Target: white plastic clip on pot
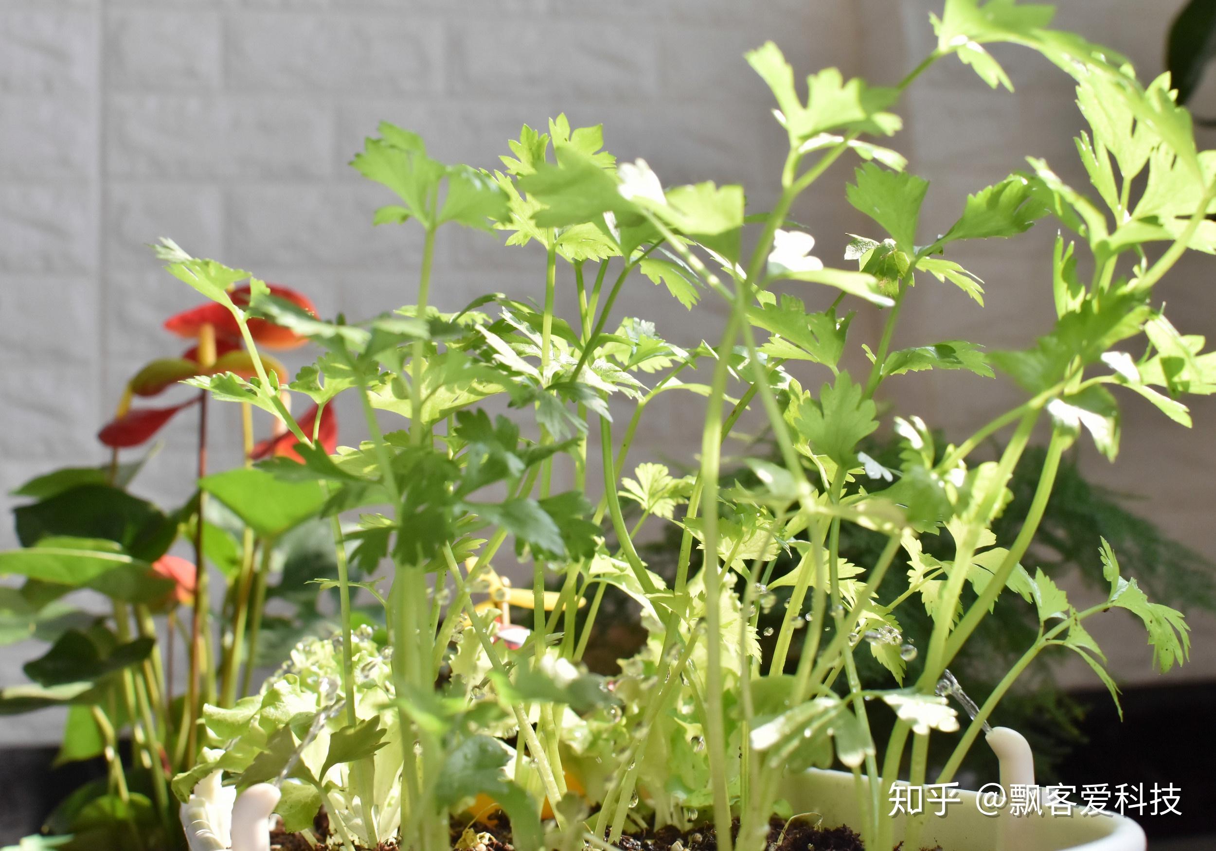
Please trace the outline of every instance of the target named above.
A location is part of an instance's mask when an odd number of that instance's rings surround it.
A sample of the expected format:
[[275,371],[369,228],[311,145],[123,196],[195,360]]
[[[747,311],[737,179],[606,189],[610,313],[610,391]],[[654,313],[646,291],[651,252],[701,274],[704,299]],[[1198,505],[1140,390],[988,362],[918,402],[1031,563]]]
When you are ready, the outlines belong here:
[[[993,727],[987,732],[987,743],[1001,765],[1001,785],[1004,788],[1006,801],[1009,800],[1009,788],[1013,785],[1035,785],[1035,755],[1030,750],[1026,737],[1008,727]],[[1002,812],[997,839],[998,851],[1030,849],[1034,845],[1035,821],[1026,817],[1010,816]]]
[[223,773],[213,771],[201,779],[190,800],[181,805],[181,825],[190,851],[225,851],[232,845],[232,802],[236,789],[221,784]]
[[281,796],[269,783],[241,793],[232,805],[232,851],[270,851],[270,816]]
[[221,772],[212,772],[181,805],[190,851],[270,851],[270,817],[281,794],[258,783],[238,796],[221,784]]

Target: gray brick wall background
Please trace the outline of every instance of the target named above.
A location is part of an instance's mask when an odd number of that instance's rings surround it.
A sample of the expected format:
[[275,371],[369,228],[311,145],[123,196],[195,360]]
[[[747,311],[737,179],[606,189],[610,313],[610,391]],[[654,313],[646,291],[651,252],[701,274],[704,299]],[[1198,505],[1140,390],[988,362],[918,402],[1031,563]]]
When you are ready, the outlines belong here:
[[[0,490],[54,466],[101,462],[94,434],[126,378],[185,348],[159,326],[196,299],[143,247],[158,236],[303,289],[322,314],[362,316],[410,301],[418,241],[409,230],[372,229],[371,212],[385,197],[345,165],[378,120],[422,133],[441,159],[492,168],[522,123],[542,126],[564,109],[574,124],[603,122],[609,150],[646,157],[665,182],[742,181],[764,209],[783,134],[742,52],[771,38],[800,72],[835,64],[889,83],[929,50],[927,12],[939,5],[0,0]],[[1070,0],[1062,24],[1128,52],[1149,74],[1180,5]],[[906,130],[894,146],[934,182],[927,229],[948,225],[966,191],[1019,168],[1024,154],[1075,176],[1079,118],[1066,79],[1017,53],[1009,68],[1017,95],[991,95],[951,62],[901,108]],[[835,168],[796,210],[824,258],[865,227],[843,203],[848,175]],[[1051,237],[1042,229],[1034,238],[1042,247]],[[951,337],[989,345],[1025,343],[1051,320],[1045,257],[1025,243],[959,252],[989,282],[989,306],[933,289],[910,311],[905,339],[929,342],[948,327]],[[535,252],[447,231],[434,298],[451,308],[489,289],[536,295],[541,269]],[[1176,321],[1203,332],[1212,325],[1212,267],[1188,269],[1190,280],[1177,276],[1167,297]],[[634,286],[631,311],[652,315],[670,338],[716,333],[648,281]],[[868,320],[854,327],[876,336]],[[911,378],[894,400],[962,429],[1013,399],[1007,384],[978,378],[950,389],[956,374]],[[1216,422],[1214,406],[1195,407],[1197,422]],[[232,413],[218,416],[216,466],[235,458],[236,440],[225,439],[236,434]],[[691,456],[685,444],[699,416],[696,405],[669,406],[642,435],[642,451]],[[1110,470],[1087,458],[1088,468],[1149,496],[1149,513],[1216,557],[1206,535],[1210,426],[1166,428],[1128,404],[1124,463]],[[175,505],[190,490],[193,438],[185,422],[164,434],[136,490]],[[354,427],[344,435],[359,438]],[[11,543],[5,523],[0,545]],[[1197,644],[1214,635],[1210,622],[1197,625]],[[1145,676],[1139,638],[1107,643],[1120,674]],[[0,653],[0,681],[12,681],[28,655]],[[1216,660],[1200,660],[1183,676],[1212,672]],[[17,717],[0,726],[0,743],[56,732],[51,715]]]

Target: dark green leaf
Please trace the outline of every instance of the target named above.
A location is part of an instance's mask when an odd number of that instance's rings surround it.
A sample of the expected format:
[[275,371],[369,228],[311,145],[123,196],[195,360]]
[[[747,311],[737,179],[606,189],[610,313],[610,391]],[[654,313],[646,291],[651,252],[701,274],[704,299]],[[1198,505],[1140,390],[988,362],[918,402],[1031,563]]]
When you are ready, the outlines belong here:
[[536,805],[519,787],[507,779],[503,767],[511,754],[497,739],[472,736],[447,754],[435,784],[435,802],[452,806],[485,793],[497,801],[511,818],[513,844],[519,849],[544,845]]
[[97,682],[116,671],[142,663],[151,655],[154,644],[153,638],[136,638],[103,655],[84,632],[68,630],[45,655],[26,663],[22,670],[30,680],[46,687]]
[[19,506],[13,514],[23,546],[47,536],[105,539],[145,562],[161,558],[178,534],[174,518],[109,485],[71,488],[41,502]]
[[849,203],[882,225],[905,254],[916,253],[916,226],[929,181],[866,163],[846,190]]
[[1216,56],[1216,4],[1190,0],[1170,24],[1165,47],[1165,67],[1178,90],[1178,103],[1190,100],[1212,56]]
[[384,742],[387,729],[379,726],[379,717],[367,718],[354,727],[343,727],[330,737],[330,750],[321,766],[321,777],[340,762],[355,762],[371,756],[388,744]]

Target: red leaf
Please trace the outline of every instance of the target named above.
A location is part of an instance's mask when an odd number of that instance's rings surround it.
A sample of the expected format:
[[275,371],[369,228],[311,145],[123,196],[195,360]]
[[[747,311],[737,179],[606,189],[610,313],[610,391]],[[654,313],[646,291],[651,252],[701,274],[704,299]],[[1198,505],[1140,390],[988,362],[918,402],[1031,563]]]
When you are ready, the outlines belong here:
[[198,399],[196,398],[173,407],[141,407],[128,411],[123,416],[106,423],[97,432],[97,440],[113,449],[139,446],[159,432],[173,418],[173,415],[184,407],[190,407],[197,401]]
[[187,605],[193,602],[198,582],[198,569],[193,562],[179,556],[162,556],[152,562],[152,573],[174,581],[173,596],[179,603]]
[[[313,436],[313,424],[316,422],[316,405],[309,411],[303,419],[298,421],[300,432],[306,436]],[[316,434],[317,445],[321,446],[328,455],[333,455],[333,451],[338,447],[338,418],[333,412],[332,405],[326,405],[325,410],[321,412],[321,428]],[[263,440],[260,444],[253,447],[253,458],[266,458],[270,456],[291,458],[292,461],[298,461],[304,463],[304,458],[299,456],[295,451],[295,446],[299,445],[299,440],[295,435],[288,432],[287,434],[281,434],[277,438],[271,438],[270,440]]]
[[[237,342],[237,340],[218,339],[218,340],[215,340],[215,356],[216,357],[223,357],[224,355],[229,354],[230,351],[240,351],[241,348],[242,348],[241,343]],[[187,361],[195,361],[197,363],[198,362],[198,346],[197,345],[190,346],[188,349],[186,349],[185,351],[181,353],[181,356],[185,357]]]
[[[164,329],[178,334],[178,337],[197,339],[198,332],[202,331],[204,325],[215,328],[216,342],[220,339],[241,339],[241,326],[236,323],[227,308],[215,301],[208,301],[207,304],[201,304],[197,308],[191,308],[175,316],[170,316],[164,322]],[[195,357],[198,357],[197,349],[195,350]]]
[[[283,287],[277,283],[268,283],[266,286],[270,288],[271,295],[286,299],[316,316],[316,306],[303,293],[298,293],[291,287]],[[232,297],[232,303],[238,306],[249,304],[248,286],[237,287],[230,293],[230,295]],[[216,348],[219,345],[219,340],[241,340],[241,326],[237,325],[227,308],[221,304],[216,304],[215,301],[209,301],[208,304],[191,308],[190,310],[184,310],[175,316],[170,316],[165,321],[164,327],[165,331],[178,334],[179,337],[198,337],[198,332],[204,325],[209,325],[215,328]],[[249,333],[257,343],[266,346],[268,349],[295,349],[308,342],[304,337],[299,337],[293,331],[288,331],[282,326],[277,326],[274,322],[268,322],[266,320],[260,319],[249,320]]]

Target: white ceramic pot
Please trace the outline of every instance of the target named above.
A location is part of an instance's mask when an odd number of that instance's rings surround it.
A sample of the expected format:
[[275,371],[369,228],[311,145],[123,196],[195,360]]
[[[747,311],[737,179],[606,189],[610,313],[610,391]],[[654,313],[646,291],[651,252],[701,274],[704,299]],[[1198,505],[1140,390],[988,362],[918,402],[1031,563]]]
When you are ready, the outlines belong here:
[[[1017,732],[997,727],[989,744],[1001,761],[1001,783],[1034,784],[1030,745]],[[269,851],[270,825],[278,789],[266,784],[249,787],[235,795],[220,784],[215,772],[202,780],[181,805],[181,822],[191,851]],[[782,791],[795,812],[822,816],[824,827],[849,824],[856,828],[862,816],[857,808],[852,774],[812,768],[792,777]],[[1144,832],[1136,822],[1116,815],[1070,816],[985,816],[976,804],[978,793],[961,791],[947,815],[928,815],[919,845],[945,851],[1145,851]],[[931,807],[925,807],[931,810]],[[1049,812],[1043,807],[1045,813]],[[895,817],[895,841],[903,838],[905,816]]]
[[[997,727],[987,734],[987,742],[1001,761],[1004,790],[1013,784],[1034,785],[1034,756],[1020,733]],[[801,808],[822,816],[826,828],[848,824],[856,829],[862,822],[852,774],[848,772],[812,768],[789,778],[783,796],[795,812]],[[978,798],[975,791],[958,791],[958,800],[946,805],[945,816],[938,816],[938,807],[927,804],[918,849],[940,845],[945,851],[1145,851],[1144,832],[1124,816],[1085,813],[1081,807],[1073,807],[1071,815],[1052,816],[1046,804],[1042,816],[1012,816],[1003,808],[998,815],[984,815]],[[996,811],[989,802],[985,808]],[[907,817],[900,813],[894,821],[899,842]]]

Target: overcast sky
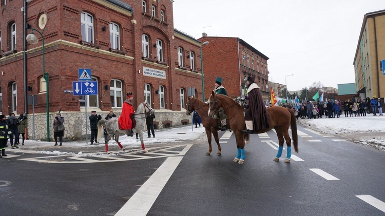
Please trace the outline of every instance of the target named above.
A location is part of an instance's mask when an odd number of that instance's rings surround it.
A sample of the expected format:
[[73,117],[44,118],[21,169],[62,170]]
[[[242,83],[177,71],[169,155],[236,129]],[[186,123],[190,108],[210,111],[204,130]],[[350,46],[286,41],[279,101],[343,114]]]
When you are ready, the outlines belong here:
[[337,88],[355,82],[363,16],[383,9],[385,0],[175,0],[174,27],[196,39],[206,27],[208,36],[240,38],[270,58],[269,81],[294,74],[289,91]]

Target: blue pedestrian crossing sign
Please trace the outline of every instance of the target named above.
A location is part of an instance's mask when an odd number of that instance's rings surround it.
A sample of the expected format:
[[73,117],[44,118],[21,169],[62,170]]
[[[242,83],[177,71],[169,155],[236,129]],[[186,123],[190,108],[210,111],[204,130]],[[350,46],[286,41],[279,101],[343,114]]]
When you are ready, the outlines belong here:
[[98,81],[73,81],[74,95],[97,95]]
[[86,68],[79,68],[79,81],[90,81],[91,69]]

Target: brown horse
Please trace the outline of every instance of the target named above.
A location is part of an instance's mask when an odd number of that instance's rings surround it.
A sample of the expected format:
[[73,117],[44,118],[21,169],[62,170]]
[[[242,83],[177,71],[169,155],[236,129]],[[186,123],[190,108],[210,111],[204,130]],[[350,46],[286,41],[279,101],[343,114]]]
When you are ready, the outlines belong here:
[[214,119],[208,116],[208,105],[199,101],[195,97],[188,97],[188,104],[187,105],[186,114],[190,115],[191,113],[196,110],[198,114],[202,118],[202,123],[203,127],[206,130],[206,134],[207,135],[207,141],[208,142],[208,151],[206,152],[206,155],[209,155],[213,151],[213,146],[211,145],[211,134],[214,136],[215,142],[218,145],[217,155],[222,154],[222,147],[219,144],[219,138],[218,135],[218,121],[217,119]]
[[[228,122],[232,125],[232,129],[234,131],[236,134],[243,133],[242,130],[245,130],[246,128],[245,116],[243,115],[243,106],[239,105],[238,102],[231,97],[223,95],[215,94],[214,92],[211,92],[209,100],[210,101],[208,108],[209,116],[214,117],[217,115],[219,108],[222,107],[224,109],[225,113],[228,117]],[[274,161],[278,161],[279,160],[279,158],[282,155],[283,143],[286,140],[287,149],[285,162],[290,163],[290,158],[292,156],[292,140],[288,134],[289,126],[291,126],[292,128],[292,136],[294,145],[294,150],[296,152],[298,153],[298,152],[297,122],[294,112],[290,109],[279,106],[270,107],[267,109],[267,111],[270,116],[270,127],[268,128],[258,131],[257,133],[267,132],[274,128],[277,132],[278,143],[279,143],[278,153],[277,154],[277,156],[274,158]],[[238,145],[238,142],[237,147],[243,148],[243,146]],[[241,155],[240,155],[238,152],[233,161],[237,162],[238,161],[240,161],[241,160],[244,160],[244,150],[242,151]]]

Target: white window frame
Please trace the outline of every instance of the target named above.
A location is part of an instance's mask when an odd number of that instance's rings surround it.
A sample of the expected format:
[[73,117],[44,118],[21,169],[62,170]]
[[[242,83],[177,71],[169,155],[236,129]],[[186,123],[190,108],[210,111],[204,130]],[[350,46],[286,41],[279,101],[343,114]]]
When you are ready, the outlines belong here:
[[112,49],[120,50],[120,31],[119,25],[112,22],[110,23],[110,43]]
[[190,52],[190,68],[195,70],[195,53],[192,51]]
[[147,101],[149,104],[152,104],[151,103],[151,85],[150,84],[144,84],[143,92],[144,93],[144,100]]
[[164,86],[159,86],[159,108],[164,109],[165,107],[164,100]]
[[161,10],[161,21],[164,21],[164,11]]
[[155,7],[153,5],[151,6],[151,15],[153,16],[154,17],[156,16],[157,13],[157,8]]
[[158,61],[163,61],[163,42],[159,39],[157,40],[157,55]]
[[[98,79],[96,77],[94,77],[93,76],[92,76],[91,77],[91,81],[98,81]],[[99,94],[98,94],[99,95]],[[99,107],[99,98],[98,96],[98,95],[82,95],[80,96],[79,98],[81,99],[87,99],[86,100],[86,104],[83,104],[84,102],[81,102],[80,103],[80,107],[85,107],[86,106],[87,106],[87,107],[90,107],[90,108],[98,108]],[[92,103],[94,103],[94,104],[93,104],[93,106],[91,106],[90,105],[91,102],[91,100],[92,100]],[[82,106],[83,105],[83,106]]]
[[[118,85],[119,84],[119,85]],[[120,86],[119,87],[118,86]],[[123,83],[119,80],[113,79],[110,82],[110,100],[112,108],[123,107]]]
[[16,82],[12,84],[12,111],[16,112],[17,109],[17,88]]
[[178,47],[178,63],[180,67],[183,67],[183,48]]
[[16,49],[16,23],[11,26],[11,49]]
[[146,12],[146,1],[142,0],[142,12]]
[[[88,21],[90,18],[91,21]],[[87,42],[94,43],[93,16],[86,12],[82,12],[80,15],[82,40]],[[91,35],[89,34],[91,34]]]
[[184,89],[181,88],[179,91],[179,98],[181,102],[181,109],[184,109]]
[[150,57],[150,50],[148,46],[149,43],[148,36],[146,34],[142,35],[142,53],[143,57]]

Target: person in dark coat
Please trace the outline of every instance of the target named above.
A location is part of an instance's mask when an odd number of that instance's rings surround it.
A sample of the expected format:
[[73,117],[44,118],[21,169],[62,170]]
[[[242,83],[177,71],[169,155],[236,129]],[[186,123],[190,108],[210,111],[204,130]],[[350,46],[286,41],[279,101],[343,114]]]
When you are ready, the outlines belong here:
[[63,137],[64,136],[64,131],[59,131],[58,128],[59,125],[64,124],[64,118],[62,117],[61,113],[56,113],[55,119],[53,120],[53,139],[55,140],[54,146],[57,145],[57,136],[59,137],[59,146],[63,145]]
[[7,118],[4,115],[0,115],[0,149],[2,150],[2,156],[8,156],[5,153],[5,149],[7,147],[7,142],[8,142],[9,134],[8,131],[8,125],[7,124]]
[[91,145],[93,144],[93,140],[95,143],[98,143],[97,137],[98,137],[98,123],[102,120],[102,116],[100,114],[97,115],[96,111],[91,111],[91,115],[89,117],[89,125],[91,129]]
[[245,112],[246,130],[247,133],[255,133],[258,130],[269,127],[269,116],[266,110],[259,86],[254,83],[253,77],[247,77],[247,99],[249,107]]
[[[7,119],[7,124],[8,125],[9,133],[9,141],[12,149],[18,148],[17,146],[17,138],[18,138],[18,130],[17,126],[20,125],[17,117],[15,116],[15,113],[11,112],[9,113],[9,117]],[[13,138],[15,138],[15,142],[13,143]]]
[[[147,138],[151,137],[150,132],[152,133],[152,136],[155,137],[155,131],[153,130],[153,119],[155,118],[155,114],[152,112],[146,116],[146,124],[147,125],[147,133],[148,135]],[[151,131],[150,131],[151,130]]]
[[332,110],[333,109],[333,104],[330,100],[328,100],[328,103],[326,104],[326,108],[328,110],[328,115],[329,119],[332,118]]

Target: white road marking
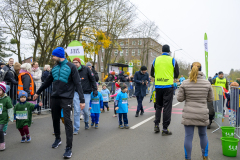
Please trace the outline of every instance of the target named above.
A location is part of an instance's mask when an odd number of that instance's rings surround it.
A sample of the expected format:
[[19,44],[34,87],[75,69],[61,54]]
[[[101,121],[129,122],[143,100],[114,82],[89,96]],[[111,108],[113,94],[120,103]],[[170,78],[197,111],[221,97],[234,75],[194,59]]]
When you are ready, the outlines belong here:
[[[178,102],[178,103],[174,104],[173,107],[179,105],[180,103],[181,103],[181,102]],[[130,127],[130,129],[135,129],[135,128],[137,128],[137,127],[143,125],[144,123],[150,121],[150,120],[153,119],[154,117],[155,117],[155,115],[153,115],[153,116],[149,117],[148,119],[145,119],[144,121],[142,121],[142,122],[140,122],[140,123],[138,123],[138,124],[136,124],[136,125]]]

## GOAL OF THE EXERCISE
Arrange the lines of the data as a numbered list, starting with the line with "Target: white road marking" and going on through the last line of the data, both included. Omit blank lines and leave out the pictures.

## SOLVED EXERCISE
1. Target: white road marking
2. Please trace the outline of every instance of the target named above.
3. A location is part of an instance's mask when an odd number of that instance's rings surround it.
4. A sample of the expected format:
5. [[19,44],[34,87],[75,69],[61,54]]
6. [[[101,121],[129,122],[143,100],[114,82],[89,96]],[[111,108],[113,94],[120,103]],[[170,78],[197,111],[221,97],[234,75],[194,59]]]
7. When you are ready, the outlines belong here:
8. [[[178,102],[178,103],[174,104],[173,107],[179,105],[180,103],[181,103],[181,102]],[[130,127],[130,129],[135,129],[135,128],[137,128],[137,127],[143,125],[144,123],[150,121],[150,120],[153,119],[154,117],[155,117],[155,115],[153,115],[153,116],[149,117],[148,119],[145,119],[144,121],[142,121],[142,122],[140,122],[140,123],[138,123],[138,124],[136,124],[136,125]]]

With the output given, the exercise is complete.